#### [Extract provided]
______________________________
Splunk Search

How to search each value of a lookup table and update the corresponding column based on SPL?

Taruchit
Contributor

Hi All,

I have a lookup table table1.csv with following fields: -

index
sourcetype
host
last_seen

I have a custom index: idx1 which has following fields: -
orig_index
orig_sourcetype
orig_host

I need to search each host value from lookup table in the custom index and fetch the max(_time) and then store that value against the same host in last_seen. 

I tried the below SPL to build the SPL, but it is not fetching any results: -

|inputlookup table1.csv 
|eval index=lower(index)
|eval host=lower(host)
|eval sourcetype=lower(sourcetype)
|table index, host, sourcetype
|rename index AS orig_index, host AS orig_host, sourcetype AS orig_sourcetype
|format
|eval searchq=search
|eval searchq="index=\"idx1\"".searchq."|stats max(_time) AS last_seen BY orig_index, orig_sourcetype, orig_host"
______________________________
#### [Material]
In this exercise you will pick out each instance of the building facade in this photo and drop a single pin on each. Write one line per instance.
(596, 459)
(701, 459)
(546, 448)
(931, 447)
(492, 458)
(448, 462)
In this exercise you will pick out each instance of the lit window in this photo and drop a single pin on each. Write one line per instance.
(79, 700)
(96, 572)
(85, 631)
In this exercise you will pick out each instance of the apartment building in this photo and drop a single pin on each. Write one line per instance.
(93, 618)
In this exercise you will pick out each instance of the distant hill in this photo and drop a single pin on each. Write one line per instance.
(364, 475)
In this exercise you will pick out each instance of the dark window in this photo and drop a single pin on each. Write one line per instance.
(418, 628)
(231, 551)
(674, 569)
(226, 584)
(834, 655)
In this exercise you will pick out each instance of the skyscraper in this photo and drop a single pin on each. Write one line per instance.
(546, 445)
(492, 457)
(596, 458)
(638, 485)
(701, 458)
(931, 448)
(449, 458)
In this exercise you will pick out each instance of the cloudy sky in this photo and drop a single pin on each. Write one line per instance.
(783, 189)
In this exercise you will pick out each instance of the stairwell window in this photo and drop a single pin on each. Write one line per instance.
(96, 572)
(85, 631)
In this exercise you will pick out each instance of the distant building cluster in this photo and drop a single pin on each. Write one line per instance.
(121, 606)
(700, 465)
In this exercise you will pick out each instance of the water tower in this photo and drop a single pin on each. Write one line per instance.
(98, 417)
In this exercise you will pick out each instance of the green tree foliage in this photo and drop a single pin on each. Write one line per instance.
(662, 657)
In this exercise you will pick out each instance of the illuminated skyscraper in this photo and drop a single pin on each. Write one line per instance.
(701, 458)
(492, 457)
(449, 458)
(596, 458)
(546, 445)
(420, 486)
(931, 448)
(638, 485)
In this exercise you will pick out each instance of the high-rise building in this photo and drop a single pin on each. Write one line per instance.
______________________________
#### [Problems]
a – Put this sentence from the Splunk thread into Spanish: "I need to search each host value from lookup table in the custom index and fetch the max(_time) and then store that value against the same host in last_seen."
b – Write what comes next in the Splunk thread, picking up after its last line of SPL.
The rows aren't needed here.

#### [Task responses]
a – Necesito buscar cada valor de host de la tabla lookup en el índice personalizado, obtener el max(_time) y luego guardar ese valor junto al mismo host en last_seen.

b –
|search searchq

However, when I used 

|fields searchq

It gave a proper SPL as the result: -

index="idx1" (orig_host="1.1.1.1" AND orig_index="xxx" AND orig_sourcetype="sourcetype1") OR (orig_host="1.1.1.2" AND orig_index="xxx" AND orig_sourcetype="sourcetype2"))|stats max(_time) AS last_time BY orig_index, orig_sourcetype, orig_host

And when I run the above resulting SPL as separate search, I get the proper results. 

Thus, please share if there is a way to correct the above approach or if some different approach can help to build the solution.

Thank you

Labels (5)
0 Karma
1 Solution

JacekF
Path Finder

Will bellow query meet your requirements?

index="idx1" 
    [| inputlookup table1.csv 
    | eval index=lower(index) 
    | eval host=lower(host) 
    | eval sourcetype=lower(sourcetype) 
    | table index, host, sourcetype 
    | rename index AS orig_index, host AS orig_host, sourcetype AS orig_sourcetype] 
| stats max(_time) AS last_seen BY orig_index, orig_sourcetype, orig_host
| rename orig_index as index orig_sourcetype as sourcetype orig_host as host
| append [ | inputlookup table1.csv ]
| dedup index sourcetype host 
| outputlookup table1.csv

Please note that if you have many rows in your lookup file this solution will be time and resource consuming, as it will need to load the entire lookup twice.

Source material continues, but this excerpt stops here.